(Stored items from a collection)
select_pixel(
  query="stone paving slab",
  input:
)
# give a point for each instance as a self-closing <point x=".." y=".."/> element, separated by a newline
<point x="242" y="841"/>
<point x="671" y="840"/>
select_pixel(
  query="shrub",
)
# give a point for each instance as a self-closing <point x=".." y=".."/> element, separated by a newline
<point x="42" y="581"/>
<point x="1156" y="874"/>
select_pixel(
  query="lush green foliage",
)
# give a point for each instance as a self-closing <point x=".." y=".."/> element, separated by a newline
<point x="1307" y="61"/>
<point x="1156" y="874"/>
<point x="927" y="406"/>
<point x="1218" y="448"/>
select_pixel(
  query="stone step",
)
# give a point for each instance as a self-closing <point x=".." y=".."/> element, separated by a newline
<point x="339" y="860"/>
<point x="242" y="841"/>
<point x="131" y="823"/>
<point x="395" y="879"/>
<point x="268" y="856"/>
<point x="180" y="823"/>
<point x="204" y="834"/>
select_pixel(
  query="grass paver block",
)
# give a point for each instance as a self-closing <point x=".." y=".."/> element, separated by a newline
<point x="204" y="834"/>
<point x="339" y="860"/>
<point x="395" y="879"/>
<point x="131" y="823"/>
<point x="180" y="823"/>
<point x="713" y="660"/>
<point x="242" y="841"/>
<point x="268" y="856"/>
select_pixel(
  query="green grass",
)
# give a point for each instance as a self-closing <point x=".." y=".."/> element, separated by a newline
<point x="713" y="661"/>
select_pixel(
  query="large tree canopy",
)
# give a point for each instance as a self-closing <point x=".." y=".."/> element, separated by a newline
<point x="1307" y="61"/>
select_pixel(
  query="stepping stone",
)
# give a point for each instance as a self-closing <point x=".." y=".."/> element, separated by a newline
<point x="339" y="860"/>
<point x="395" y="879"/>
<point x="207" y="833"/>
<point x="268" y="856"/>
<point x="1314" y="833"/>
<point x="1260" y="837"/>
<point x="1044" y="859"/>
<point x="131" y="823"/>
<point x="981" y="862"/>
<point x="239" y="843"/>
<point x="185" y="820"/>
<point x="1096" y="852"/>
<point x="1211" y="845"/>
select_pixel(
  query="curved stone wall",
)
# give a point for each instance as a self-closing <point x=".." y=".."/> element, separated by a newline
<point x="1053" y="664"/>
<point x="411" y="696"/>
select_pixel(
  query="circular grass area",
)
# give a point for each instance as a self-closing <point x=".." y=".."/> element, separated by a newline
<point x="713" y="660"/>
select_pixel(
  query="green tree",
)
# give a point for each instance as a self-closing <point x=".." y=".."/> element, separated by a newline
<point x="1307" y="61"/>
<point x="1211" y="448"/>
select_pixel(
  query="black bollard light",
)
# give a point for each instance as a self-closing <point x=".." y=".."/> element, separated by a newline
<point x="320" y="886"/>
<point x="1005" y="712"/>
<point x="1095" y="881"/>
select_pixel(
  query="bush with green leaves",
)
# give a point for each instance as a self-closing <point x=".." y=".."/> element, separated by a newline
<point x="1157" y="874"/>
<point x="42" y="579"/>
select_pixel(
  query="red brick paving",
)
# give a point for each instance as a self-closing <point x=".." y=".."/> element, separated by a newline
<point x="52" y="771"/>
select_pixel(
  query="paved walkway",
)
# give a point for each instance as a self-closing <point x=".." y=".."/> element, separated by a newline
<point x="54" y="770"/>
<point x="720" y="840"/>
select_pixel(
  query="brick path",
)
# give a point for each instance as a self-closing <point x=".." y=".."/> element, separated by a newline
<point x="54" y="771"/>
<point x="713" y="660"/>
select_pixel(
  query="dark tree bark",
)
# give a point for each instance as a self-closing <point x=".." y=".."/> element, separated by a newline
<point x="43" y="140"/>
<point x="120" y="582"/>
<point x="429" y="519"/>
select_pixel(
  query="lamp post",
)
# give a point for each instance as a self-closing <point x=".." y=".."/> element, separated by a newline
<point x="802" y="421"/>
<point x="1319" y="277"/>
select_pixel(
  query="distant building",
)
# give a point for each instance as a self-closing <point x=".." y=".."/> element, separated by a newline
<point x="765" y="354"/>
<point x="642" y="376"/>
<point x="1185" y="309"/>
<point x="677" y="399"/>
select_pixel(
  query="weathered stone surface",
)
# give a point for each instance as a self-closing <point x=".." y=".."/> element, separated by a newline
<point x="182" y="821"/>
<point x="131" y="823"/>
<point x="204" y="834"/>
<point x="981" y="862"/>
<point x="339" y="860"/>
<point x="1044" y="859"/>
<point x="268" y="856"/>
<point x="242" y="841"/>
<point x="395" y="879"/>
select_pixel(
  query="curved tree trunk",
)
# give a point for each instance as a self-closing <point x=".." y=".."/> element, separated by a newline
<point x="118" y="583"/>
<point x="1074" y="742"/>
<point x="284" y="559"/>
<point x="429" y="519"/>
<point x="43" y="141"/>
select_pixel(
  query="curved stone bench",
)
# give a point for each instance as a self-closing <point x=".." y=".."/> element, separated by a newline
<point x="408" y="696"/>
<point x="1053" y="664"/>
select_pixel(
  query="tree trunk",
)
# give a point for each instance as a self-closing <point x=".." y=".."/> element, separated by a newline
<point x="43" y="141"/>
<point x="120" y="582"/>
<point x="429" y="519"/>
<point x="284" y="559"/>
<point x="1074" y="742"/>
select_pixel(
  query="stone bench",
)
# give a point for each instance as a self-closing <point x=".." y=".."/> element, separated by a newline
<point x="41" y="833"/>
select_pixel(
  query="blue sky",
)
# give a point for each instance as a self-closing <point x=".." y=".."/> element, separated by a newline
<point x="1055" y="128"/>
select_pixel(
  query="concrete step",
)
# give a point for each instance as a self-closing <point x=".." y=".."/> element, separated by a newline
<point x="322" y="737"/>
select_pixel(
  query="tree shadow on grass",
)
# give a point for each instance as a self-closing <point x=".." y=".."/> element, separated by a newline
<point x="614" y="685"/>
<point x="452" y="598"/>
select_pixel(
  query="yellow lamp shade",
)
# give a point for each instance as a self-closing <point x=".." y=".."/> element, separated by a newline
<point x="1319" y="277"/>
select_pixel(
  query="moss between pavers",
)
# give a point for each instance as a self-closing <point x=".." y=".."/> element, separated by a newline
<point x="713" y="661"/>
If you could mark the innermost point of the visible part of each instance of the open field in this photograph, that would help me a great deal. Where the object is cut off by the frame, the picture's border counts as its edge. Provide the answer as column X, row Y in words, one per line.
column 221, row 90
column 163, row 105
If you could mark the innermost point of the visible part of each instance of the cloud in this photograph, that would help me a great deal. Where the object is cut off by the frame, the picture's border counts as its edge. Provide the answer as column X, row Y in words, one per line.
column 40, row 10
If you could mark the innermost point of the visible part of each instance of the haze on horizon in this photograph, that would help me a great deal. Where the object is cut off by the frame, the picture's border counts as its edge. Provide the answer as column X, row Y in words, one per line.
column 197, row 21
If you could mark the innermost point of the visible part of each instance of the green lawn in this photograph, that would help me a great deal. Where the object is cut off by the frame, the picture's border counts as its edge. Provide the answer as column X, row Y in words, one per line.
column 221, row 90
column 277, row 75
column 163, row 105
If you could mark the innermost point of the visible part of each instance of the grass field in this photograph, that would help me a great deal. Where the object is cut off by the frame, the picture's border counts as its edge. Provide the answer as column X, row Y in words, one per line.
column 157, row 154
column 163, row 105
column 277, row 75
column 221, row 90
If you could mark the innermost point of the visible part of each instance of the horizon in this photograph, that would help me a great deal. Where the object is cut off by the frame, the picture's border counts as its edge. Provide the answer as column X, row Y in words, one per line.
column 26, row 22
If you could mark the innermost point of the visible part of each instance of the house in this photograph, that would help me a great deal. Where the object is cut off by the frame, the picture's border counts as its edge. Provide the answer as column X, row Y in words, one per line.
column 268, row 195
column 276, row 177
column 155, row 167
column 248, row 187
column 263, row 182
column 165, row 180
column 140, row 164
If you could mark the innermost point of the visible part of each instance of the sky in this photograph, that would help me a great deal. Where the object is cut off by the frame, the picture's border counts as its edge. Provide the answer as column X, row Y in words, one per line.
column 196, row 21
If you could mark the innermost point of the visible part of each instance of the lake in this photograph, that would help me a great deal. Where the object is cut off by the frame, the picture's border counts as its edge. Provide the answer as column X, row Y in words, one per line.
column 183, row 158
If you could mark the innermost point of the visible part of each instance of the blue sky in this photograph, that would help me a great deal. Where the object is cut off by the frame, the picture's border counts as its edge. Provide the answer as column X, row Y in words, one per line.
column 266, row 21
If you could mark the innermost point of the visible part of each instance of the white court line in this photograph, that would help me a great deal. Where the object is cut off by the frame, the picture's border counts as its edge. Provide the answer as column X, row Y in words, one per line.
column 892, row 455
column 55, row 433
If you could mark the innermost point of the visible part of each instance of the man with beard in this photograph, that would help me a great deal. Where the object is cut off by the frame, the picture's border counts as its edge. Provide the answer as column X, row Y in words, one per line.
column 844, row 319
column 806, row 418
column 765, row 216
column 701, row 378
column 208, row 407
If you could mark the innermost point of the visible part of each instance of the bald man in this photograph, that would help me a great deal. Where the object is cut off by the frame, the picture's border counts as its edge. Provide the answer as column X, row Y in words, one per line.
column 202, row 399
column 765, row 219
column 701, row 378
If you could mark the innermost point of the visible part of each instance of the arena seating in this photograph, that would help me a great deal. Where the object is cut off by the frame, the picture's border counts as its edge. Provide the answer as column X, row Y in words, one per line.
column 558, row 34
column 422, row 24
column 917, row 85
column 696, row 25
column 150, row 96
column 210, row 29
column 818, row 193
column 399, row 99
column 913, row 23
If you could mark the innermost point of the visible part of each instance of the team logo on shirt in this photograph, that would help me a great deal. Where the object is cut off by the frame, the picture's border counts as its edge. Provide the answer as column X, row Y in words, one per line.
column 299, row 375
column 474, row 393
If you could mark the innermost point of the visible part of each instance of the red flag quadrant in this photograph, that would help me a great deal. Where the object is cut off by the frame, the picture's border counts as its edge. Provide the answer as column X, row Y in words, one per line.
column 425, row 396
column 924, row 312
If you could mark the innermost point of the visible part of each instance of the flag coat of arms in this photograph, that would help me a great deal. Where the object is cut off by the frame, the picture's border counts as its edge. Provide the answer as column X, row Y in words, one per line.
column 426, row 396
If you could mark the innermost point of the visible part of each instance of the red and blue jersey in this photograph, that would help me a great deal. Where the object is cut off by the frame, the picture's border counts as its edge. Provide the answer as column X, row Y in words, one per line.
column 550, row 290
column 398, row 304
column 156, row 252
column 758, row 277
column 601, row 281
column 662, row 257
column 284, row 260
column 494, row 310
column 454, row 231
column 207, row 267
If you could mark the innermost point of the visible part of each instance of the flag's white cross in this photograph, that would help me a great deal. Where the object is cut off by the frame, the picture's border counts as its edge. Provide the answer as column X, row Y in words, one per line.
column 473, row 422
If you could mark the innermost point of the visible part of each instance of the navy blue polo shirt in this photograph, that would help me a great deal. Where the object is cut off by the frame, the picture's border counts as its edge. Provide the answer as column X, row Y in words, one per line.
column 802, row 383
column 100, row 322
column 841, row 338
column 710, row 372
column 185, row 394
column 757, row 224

__TASK DESCRIPTION__
Copy every line from the data that includes the string "tree".

__RESPONSE TO THIS TASK__
  query="large tree canopy",
  query="green tree",
  query="dark tree bark",
  query="curved tree trunk",
  query="tree trunk",
  query="tree shadow on grass",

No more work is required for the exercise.